参考の文章:
============

下郷さん 私たちは確かに、男と比べてポルトガル語はつたないかもしれない。でも、近年の気候の変化で川の水が減って、魚が獲れなくなって、子どもたちに今日何を食べさせよう?この先どうなるの?そんな心配事を生活の中で肌で感じているのは、私たち女。そのリアリティから出てくる言葉には人を動かす力があると、私たちは信じてる、って。本当にその通りだと、胸にしみました。
2023年7月には、アマゾンの先住民族保護区の村で開かれた大集会へ。ラオニ長老の呼びかけによって、全国から54の民族、1,000人が集まり、下郷さんは唯一の外国人記者として取材。忘れられない光景がたくさんあった。

先住民族だけでなく、NGO関係者やドキュメンタリー作家なども集まった大集会。「私たちに何ができるのか。彼らの真剣なメッセージをどう届けるのか。そんな問いを共有しながら、それぞれができることで貢献しようと励まし合えた大切な時間でした」(写真:下郷さとみ)
下郷さん 思い切って行って、本当によかったですね。いろんな民族のリーダーたちが私の顔を見て、どこから来たの?って。日本から取材に来たって言うと、 せきを切ったように、こんな酷いことが起きている、日本の人に絶対に伝えてほしいと、もう止まらなくなって、本当にたくさんの人たちからメッセージを託されました。

============

作業の指示:
a: アマゾンの大集会の取材についての文章によると、2023年7月の大集会には全国からいくつの民族、何人が集まりましたか。
b: アマゾンの大集会の取材についての文章を、最後の文の続きから書き進めてください。
この後の記録は、上の文章とは別のところから取ってきたものです。

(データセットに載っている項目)
============

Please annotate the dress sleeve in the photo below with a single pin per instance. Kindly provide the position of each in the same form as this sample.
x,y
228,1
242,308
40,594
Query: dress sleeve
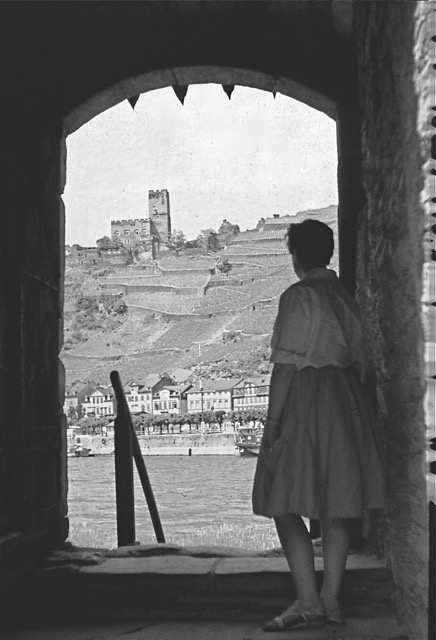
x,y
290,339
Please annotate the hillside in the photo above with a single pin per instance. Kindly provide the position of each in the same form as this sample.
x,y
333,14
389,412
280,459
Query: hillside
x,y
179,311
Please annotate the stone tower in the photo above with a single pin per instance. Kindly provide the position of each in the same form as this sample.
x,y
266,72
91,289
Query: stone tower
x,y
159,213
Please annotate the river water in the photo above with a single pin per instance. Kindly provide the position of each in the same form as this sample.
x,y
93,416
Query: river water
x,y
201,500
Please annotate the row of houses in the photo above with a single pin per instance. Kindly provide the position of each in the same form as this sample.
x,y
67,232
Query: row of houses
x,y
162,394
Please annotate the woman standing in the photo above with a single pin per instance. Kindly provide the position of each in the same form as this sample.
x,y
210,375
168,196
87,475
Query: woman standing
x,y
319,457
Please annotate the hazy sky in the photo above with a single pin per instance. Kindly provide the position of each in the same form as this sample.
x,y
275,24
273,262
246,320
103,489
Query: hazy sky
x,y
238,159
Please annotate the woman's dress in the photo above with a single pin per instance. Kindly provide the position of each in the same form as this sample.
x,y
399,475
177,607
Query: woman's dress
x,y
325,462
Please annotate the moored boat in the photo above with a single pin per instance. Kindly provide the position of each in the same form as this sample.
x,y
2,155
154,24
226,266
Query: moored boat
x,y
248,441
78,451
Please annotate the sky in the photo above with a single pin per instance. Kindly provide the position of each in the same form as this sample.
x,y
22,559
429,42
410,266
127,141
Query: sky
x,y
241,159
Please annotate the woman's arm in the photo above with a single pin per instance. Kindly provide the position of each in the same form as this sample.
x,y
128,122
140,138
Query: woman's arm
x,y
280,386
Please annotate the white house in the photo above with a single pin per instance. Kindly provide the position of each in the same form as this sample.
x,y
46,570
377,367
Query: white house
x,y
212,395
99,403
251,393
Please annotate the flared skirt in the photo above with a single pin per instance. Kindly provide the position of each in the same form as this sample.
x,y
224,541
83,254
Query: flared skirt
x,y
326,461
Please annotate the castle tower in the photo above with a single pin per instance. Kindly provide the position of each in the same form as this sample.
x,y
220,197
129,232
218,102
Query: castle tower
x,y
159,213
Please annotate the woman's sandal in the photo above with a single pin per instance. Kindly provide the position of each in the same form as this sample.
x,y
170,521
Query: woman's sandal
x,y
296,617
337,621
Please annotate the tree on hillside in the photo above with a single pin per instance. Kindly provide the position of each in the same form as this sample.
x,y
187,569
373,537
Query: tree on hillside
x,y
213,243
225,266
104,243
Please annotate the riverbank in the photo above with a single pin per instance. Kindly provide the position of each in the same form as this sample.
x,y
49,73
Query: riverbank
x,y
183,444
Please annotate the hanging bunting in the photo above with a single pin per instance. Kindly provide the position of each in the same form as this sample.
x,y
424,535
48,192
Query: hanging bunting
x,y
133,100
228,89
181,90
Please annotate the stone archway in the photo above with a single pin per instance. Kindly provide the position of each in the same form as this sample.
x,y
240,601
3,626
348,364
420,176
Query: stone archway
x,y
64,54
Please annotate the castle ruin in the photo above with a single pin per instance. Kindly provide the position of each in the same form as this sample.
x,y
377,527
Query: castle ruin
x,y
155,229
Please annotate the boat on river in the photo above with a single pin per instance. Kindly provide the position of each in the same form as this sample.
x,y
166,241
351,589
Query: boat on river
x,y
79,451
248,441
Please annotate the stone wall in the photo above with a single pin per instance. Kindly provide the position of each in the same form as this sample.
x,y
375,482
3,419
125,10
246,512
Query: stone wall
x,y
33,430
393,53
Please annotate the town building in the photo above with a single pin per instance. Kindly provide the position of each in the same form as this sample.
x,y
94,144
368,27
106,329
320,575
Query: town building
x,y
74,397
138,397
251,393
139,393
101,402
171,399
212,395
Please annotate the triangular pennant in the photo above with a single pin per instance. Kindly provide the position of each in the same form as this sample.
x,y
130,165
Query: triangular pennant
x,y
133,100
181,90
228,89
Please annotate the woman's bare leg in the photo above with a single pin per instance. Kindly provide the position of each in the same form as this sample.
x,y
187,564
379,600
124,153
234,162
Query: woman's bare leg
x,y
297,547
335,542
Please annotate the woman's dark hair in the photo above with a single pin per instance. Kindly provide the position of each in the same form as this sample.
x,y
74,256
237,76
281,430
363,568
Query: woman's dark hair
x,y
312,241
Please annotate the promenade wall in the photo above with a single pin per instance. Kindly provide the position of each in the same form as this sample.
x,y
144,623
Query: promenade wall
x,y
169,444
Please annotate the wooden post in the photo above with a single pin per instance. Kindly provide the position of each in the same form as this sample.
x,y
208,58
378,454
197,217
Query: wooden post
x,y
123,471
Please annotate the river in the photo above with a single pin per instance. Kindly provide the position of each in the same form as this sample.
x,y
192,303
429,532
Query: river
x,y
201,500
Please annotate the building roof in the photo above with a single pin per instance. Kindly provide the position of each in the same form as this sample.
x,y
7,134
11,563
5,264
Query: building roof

============

期待される結果:
a: 54の民族、1,000人が集まりました。

b:
ムンドゥルク民族のリーダー、アレッサンドラ・コラップさん「金の違法採掘に使われる水銀によって、水俣病のようなひどい病気がアマゾンに広がり、私たち民族が被害を受けている。金を買う前に、金はどこから来て何をもたらすのか考えてほしい」(写真:下郷さとみ)

農業開発などにより居住地を追われ、民族存続の危機にあるグアラニ・カイオワ民族のリーダー(中央)の切実なスピーチの後には、シングー川流域のキセジェ民族が獲ってきた魚やワニを振る舞い、歌を贈り、みんなで歌い踊る感動的なひとときがあった(写真:下郷さとみ)
下郷さんが受け止めてきた、彼らのリアリティ。テレビや雑誌、大学などでの講演を通じて、下郷さんは彼らに託されたメッセージを伝え続ける。生き生きと自分の言葉で語る彼らの姿が、私たちの暮らしと重なってゆく。
子を思う親の気持ち、生まれ育った土地を奪われる苦しみ、悲しみに打ちひしがれる人々を励ます姿。心のこもった料理や、輪になって歌う歌が、胸の痛みをふと和らげてくれることもある。
“同じ” に目を向けていけば、私たちはもっとオープンに、多くのことに感動し、想いを寄せ、感謝の中で生きていけるのかもしれない。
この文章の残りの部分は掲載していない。